### Quoted text
December 7, 2015. Mina, in Farsi, means “bird”. Mina flees. Perhaps she fled her homeland because life there is dictated by unemployment and poverty. Because she belongs to a religious minority, she could have been discriminated against. Or a state of war reigns in her country. Ultimately, the fictional protagonist Mina represents the 476,647 people who in 2015 fled their homes and applied for asylum in Germany.
According to the Federal Office for Migration and Refugees (BAMF), migration is, “when a person changes her or his place of residence”. This definition places emphasis on living conditions that migrants are unable to enjoy in their homelands. For Mina, this would include social and economic factors such as unemployment and poverty. Asylum seekers, on the other hand, are people who have applied for asylum in Germany because of war, terror, and political prosecution at home, but whose applications have not yet received a verdict.

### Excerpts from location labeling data
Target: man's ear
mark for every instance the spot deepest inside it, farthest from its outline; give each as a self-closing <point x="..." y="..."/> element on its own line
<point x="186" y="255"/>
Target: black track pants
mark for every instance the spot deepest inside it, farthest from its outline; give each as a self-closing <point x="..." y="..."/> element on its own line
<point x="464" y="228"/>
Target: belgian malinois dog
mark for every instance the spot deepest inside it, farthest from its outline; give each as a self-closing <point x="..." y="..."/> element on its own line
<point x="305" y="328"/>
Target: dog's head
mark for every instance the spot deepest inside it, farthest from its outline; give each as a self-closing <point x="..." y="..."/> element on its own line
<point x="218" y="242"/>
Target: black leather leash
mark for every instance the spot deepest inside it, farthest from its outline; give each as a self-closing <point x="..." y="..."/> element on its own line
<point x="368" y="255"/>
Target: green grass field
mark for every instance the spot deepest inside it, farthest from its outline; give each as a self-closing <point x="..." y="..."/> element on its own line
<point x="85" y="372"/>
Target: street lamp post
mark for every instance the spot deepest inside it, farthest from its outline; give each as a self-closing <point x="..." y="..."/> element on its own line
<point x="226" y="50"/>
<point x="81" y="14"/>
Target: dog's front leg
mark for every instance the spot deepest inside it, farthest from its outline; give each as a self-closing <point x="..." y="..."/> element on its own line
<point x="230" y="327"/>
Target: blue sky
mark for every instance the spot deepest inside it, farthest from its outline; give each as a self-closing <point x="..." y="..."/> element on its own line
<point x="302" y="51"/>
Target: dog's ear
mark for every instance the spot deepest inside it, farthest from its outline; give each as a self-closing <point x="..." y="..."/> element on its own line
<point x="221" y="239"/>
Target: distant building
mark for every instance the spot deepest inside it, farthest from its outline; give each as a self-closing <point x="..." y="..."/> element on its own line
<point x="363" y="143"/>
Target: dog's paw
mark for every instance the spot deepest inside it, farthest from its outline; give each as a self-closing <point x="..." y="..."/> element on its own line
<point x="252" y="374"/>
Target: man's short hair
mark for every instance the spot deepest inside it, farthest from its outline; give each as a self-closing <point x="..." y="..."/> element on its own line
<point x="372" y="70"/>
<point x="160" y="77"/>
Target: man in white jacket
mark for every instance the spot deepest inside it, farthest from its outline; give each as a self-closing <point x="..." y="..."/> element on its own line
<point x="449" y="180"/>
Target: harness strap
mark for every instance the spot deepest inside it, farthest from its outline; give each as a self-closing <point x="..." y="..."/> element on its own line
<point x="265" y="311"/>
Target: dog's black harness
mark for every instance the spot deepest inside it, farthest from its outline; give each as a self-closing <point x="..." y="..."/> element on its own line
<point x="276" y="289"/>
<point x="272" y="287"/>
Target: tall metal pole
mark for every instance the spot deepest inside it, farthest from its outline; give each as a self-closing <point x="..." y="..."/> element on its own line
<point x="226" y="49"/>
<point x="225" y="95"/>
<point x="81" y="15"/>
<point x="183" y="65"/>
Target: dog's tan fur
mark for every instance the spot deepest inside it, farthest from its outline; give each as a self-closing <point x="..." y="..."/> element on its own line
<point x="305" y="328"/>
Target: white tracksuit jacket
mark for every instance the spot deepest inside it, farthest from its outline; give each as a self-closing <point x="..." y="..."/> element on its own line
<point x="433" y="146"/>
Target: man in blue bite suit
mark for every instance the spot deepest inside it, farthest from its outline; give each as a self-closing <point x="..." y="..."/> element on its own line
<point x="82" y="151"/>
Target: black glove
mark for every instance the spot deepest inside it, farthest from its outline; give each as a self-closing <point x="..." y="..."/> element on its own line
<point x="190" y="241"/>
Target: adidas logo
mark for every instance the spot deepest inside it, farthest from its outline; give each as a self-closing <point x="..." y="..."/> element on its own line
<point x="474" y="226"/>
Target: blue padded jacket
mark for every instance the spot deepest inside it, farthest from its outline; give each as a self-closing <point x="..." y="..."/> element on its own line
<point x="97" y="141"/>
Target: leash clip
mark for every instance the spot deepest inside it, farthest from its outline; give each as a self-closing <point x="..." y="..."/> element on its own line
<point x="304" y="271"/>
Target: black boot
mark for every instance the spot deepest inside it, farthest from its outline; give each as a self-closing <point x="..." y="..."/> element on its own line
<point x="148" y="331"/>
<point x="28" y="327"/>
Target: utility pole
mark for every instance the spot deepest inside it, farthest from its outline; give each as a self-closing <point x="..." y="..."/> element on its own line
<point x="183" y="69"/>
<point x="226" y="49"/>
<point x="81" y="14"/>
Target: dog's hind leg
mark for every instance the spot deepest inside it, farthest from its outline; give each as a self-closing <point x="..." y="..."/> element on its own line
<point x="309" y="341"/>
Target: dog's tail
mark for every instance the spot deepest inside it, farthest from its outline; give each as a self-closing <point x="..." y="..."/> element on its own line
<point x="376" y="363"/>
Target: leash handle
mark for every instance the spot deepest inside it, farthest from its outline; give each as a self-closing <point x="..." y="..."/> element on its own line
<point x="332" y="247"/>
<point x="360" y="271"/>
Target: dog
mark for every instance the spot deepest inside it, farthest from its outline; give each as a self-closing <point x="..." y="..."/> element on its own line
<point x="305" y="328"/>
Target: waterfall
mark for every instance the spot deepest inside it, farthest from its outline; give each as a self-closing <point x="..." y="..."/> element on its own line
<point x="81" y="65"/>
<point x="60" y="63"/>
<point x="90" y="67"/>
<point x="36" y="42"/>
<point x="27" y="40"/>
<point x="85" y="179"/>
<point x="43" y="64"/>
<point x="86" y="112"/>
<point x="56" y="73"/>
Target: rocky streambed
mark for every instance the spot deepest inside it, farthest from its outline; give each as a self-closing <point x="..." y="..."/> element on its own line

### Given exercise
Reproduce, word for word, the full text above about Mina and asylum seekers in Germany.

### Written response
December 7, 2015. Mina, in Farsi, means “bird”. Mina flees. Perhaps she fled her homeland because life there is dictated by unemployment and poverty. Because she belongs to a religious minority, she could have been discriminated against. Or a state of war reigns in her country. Ultimately, the fictional protagonist Mina represents the 476,647 people who in 2015 fled their homes and applied for asylum in Germany.
According to the Federal Office for Migration and Refugees (BAMF), migration is, “when a person changes her or his place of residence”. This definition places emphasis on living conditions that migrants are unable to enjoy in their homelands. For Mina, this would include social and economic factors such as unemployment and poverty. Asylum seekers, on the other hand, are people who have applied for asylum in Germany because of war, terror, and political prosecution at home, but whose applications have not yet received a verdict.